■ **YOUR OBJECTIVE**: Render the records, from the first line through the line containing "x=380 y=294", as a JSON list of strings with one string per line and blank lines omitted.

-- start of GIVEN RECORDS --

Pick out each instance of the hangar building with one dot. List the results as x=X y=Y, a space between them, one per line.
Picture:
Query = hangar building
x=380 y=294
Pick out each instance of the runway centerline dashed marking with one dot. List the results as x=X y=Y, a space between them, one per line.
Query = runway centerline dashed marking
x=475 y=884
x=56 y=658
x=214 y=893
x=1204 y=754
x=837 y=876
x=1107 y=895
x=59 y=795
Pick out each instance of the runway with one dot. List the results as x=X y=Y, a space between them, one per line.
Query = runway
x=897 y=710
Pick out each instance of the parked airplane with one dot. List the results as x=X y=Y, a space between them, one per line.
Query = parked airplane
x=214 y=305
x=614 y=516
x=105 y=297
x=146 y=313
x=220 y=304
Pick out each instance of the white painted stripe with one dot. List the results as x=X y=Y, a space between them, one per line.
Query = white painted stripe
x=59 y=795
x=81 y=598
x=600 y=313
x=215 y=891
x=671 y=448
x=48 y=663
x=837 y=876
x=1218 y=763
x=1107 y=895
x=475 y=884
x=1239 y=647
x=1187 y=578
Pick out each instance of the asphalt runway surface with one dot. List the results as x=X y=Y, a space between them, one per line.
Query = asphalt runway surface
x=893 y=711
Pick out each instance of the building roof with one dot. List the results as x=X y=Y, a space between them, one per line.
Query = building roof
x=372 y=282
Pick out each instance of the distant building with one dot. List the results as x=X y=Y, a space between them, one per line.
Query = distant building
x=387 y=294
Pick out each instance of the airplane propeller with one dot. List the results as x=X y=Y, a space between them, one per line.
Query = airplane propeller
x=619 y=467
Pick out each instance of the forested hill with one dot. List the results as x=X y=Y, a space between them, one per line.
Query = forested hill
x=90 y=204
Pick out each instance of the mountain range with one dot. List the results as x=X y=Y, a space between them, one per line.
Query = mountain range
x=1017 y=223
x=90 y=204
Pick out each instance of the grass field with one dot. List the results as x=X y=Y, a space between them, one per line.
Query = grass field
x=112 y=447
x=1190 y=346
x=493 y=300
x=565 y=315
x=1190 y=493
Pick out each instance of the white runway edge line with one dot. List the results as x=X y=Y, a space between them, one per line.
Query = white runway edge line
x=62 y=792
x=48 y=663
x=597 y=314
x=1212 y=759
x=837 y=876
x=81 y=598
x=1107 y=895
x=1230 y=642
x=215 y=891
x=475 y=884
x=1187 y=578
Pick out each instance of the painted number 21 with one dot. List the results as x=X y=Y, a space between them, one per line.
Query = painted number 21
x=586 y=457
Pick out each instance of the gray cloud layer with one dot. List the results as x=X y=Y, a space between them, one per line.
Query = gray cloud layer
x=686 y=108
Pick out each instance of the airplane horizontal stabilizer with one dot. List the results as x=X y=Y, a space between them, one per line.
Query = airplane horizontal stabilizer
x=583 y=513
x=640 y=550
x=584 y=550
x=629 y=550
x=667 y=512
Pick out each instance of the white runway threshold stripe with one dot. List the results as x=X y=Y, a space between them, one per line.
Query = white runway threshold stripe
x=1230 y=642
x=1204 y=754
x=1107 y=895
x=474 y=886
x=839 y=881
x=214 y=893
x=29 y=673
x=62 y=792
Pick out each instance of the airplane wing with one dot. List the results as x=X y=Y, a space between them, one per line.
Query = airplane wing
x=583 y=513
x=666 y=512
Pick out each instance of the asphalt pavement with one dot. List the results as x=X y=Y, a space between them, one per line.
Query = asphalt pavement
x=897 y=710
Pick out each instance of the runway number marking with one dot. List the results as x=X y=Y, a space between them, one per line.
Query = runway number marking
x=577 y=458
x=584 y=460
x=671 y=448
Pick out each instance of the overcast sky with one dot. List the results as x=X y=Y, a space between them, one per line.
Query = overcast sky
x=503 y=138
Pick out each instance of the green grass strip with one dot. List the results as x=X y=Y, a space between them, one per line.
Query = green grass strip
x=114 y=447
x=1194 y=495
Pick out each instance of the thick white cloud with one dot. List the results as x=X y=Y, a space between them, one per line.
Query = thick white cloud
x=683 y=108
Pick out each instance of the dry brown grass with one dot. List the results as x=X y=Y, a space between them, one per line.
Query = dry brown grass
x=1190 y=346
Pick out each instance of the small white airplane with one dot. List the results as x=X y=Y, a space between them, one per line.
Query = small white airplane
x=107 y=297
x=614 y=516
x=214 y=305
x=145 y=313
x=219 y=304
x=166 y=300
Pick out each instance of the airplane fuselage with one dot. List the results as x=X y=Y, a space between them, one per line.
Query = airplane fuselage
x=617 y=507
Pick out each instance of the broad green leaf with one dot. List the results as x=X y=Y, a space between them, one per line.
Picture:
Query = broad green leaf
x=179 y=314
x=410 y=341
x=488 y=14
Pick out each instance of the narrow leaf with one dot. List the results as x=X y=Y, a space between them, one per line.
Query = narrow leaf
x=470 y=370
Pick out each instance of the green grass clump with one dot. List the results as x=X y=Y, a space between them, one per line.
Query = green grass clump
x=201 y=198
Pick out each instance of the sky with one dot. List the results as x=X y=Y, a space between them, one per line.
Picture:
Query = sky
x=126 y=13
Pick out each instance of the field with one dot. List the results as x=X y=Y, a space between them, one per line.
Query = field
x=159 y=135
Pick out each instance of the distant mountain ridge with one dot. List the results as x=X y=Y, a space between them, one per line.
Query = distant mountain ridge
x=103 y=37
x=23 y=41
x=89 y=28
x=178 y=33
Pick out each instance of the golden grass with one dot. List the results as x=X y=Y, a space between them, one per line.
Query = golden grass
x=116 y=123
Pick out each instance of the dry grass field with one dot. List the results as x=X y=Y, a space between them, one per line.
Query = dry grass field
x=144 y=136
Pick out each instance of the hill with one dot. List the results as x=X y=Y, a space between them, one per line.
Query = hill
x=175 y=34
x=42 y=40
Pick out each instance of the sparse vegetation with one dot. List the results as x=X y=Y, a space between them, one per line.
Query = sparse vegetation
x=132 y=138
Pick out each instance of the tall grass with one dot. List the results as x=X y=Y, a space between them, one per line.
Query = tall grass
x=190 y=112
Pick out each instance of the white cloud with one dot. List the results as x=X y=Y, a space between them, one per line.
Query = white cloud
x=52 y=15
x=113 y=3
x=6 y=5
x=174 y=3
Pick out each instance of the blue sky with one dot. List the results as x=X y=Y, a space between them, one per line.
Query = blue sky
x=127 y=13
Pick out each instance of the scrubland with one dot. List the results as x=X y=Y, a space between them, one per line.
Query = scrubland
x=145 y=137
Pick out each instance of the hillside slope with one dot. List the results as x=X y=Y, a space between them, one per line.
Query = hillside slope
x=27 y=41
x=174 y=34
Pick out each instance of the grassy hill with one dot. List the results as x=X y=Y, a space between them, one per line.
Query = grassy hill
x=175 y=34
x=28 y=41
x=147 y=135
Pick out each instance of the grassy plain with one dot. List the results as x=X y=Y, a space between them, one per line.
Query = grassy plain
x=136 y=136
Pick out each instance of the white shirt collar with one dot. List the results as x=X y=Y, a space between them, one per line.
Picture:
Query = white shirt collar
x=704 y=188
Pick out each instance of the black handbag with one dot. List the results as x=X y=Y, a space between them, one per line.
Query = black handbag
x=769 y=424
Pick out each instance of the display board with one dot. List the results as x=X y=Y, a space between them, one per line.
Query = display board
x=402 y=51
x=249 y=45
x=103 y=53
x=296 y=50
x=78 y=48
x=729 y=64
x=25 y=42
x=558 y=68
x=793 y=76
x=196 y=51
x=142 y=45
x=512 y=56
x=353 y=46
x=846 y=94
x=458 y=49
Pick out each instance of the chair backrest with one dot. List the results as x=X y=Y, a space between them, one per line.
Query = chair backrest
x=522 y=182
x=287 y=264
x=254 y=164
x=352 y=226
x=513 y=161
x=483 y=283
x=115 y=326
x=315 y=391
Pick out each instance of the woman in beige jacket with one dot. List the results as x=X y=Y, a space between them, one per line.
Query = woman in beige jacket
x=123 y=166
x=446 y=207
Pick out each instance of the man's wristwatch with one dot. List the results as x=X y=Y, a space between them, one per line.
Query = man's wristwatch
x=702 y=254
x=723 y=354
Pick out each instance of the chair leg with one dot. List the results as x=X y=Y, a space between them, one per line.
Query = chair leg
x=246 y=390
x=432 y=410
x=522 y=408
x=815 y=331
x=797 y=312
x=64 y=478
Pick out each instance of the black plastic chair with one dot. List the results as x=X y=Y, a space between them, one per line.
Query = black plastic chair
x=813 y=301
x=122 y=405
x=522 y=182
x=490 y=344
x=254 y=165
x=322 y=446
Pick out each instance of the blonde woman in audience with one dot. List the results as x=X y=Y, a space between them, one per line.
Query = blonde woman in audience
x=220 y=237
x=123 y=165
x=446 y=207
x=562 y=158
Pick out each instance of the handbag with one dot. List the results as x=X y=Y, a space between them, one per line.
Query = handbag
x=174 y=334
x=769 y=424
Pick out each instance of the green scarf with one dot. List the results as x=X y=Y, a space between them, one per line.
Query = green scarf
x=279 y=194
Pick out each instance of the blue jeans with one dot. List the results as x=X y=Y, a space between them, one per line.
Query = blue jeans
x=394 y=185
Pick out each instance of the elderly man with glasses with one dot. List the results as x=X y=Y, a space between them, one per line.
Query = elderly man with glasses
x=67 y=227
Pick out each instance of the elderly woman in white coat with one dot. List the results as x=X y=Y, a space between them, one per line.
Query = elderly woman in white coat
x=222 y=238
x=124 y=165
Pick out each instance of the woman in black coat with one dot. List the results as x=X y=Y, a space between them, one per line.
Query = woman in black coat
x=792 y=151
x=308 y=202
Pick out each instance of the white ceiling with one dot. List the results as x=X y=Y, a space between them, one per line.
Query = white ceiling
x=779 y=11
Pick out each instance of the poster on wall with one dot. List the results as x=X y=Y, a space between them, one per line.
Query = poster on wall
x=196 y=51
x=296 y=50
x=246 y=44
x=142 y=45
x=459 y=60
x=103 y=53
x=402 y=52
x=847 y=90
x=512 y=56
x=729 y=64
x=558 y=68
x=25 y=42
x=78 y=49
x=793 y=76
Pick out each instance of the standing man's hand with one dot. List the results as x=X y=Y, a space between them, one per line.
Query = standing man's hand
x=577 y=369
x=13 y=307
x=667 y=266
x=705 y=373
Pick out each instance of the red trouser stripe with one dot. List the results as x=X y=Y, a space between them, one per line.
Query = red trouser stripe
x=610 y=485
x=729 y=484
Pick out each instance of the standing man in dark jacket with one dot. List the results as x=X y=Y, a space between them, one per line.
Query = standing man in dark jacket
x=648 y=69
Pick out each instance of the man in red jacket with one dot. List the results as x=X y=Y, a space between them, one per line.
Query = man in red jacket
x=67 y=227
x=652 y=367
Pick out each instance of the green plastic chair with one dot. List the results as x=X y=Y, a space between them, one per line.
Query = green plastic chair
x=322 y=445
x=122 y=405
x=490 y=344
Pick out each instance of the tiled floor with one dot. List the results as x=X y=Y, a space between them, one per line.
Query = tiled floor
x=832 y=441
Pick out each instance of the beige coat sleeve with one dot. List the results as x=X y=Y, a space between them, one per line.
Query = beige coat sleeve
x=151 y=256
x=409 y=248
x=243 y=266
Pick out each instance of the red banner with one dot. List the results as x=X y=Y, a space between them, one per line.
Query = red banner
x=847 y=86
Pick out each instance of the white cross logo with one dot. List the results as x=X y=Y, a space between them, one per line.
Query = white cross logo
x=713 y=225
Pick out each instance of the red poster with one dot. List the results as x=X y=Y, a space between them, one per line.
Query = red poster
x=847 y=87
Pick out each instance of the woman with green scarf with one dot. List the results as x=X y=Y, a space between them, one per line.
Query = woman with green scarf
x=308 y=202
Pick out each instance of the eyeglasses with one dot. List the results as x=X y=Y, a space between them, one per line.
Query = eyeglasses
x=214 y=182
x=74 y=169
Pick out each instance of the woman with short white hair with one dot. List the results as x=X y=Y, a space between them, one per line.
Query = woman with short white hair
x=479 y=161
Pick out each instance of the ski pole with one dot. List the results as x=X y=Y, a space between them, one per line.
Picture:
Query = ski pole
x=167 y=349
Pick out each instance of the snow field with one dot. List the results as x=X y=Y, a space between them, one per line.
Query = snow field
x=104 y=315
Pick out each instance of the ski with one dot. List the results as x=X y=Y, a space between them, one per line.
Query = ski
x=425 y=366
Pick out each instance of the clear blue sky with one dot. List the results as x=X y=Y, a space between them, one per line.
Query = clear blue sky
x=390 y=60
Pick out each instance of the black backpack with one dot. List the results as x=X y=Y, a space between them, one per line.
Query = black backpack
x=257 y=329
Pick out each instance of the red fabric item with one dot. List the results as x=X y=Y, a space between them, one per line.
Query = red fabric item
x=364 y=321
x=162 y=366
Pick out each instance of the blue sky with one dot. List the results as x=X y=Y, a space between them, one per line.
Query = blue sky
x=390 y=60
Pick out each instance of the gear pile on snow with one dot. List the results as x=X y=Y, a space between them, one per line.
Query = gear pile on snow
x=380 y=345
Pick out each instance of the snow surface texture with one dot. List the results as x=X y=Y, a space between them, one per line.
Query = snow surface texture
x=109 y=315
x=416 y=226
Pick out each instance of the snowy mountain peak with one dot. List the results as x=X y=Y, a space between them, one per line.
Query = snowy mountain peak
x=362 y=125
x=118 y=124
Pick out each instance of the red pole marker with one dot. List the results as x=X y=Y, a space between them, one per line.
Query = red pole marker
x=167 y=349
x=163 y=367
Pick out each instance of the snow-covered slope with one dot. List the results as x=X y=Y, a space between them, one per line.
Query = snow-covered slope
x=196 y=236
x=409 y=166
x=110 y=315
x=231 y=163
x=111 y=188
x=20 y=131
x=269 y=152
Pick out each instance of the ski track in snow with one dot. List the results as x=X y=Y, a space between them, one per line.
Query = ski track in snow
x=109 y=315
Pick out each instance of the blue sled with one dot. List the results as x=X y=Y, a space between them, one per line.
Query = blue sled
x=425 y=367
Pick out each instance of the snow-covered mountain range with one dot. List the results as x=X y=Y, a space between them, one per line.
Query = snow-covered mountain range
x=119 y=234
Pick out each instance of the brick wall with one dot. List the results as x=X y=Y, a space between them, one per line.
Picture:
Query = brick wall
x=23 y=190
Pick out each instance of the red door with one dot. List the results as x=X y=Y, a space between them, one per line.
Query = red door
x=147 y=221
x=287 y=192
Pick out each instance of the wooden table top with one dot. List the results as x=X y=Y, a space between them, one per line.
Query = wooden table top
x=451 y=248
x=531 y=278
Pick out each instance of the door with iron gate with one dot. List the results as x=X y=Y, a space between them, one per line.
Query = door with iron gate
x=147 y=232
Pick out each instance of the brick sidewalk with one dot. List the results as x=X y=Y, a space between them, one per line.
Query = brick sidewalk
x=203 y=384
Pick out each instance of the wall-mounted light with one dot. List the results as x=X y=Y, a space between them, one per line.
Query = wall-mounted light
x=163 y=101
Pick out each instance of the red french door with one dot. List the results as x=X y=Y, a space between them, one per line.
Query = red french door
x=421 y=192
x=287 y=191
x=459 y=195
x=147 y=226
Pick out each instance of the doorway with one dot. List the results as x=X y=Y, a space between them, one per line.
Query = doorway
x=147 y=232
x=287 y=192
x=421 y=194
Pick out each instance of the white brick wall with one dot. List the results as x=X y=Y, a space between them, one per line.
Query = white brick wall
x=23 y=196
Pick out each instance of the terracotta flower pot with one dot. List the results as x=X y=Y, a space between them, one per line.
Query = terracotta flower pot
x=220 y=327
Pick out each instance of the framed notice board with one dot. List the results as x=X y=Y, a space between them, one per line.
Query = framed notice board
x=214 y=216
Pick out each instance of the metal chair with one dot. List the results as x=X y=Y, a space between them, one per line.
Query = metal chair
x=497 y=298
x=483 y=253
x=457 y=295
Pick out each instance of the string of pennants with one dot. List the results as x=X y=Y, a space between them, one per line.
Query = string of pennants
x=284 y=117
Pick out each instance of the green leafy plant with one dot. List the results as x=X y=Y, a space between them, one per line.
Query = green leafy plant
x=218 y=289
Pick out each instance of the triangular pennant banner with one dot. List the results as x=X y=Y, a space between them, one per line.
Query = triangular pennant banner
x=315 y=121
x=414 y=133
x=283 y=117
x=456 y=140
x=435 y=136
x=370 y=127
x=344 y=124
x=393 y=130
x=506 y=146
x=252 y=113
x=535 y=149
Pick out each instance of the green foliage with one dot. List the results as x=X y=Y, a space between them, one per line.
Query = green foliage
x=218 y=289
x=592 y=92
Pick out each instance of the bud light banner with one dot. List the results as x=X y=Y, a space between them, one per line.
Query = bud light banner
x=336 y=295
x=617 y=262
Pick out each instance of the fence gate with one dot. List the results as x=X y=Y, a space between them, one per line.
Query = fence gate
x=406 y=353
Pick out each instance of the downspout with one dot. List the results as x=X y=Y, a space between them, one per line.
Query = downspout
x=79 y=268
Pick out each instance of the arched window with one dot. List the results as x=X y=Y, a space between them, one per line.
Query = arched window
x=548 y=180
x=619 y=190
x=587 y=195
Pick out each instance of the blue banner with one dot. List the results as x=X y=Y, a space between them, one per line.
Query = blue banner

-- end of GIVEN RECORDS --

■ **RESULT FOR THIS EXERCISE**:
[
  "Pick out each instance of the hangar building with one dot. List the results as x=X y=Y, a space between them, one per line.",
  "Picture:",
  "Query = hangar building",
  "x=380 y=294"
]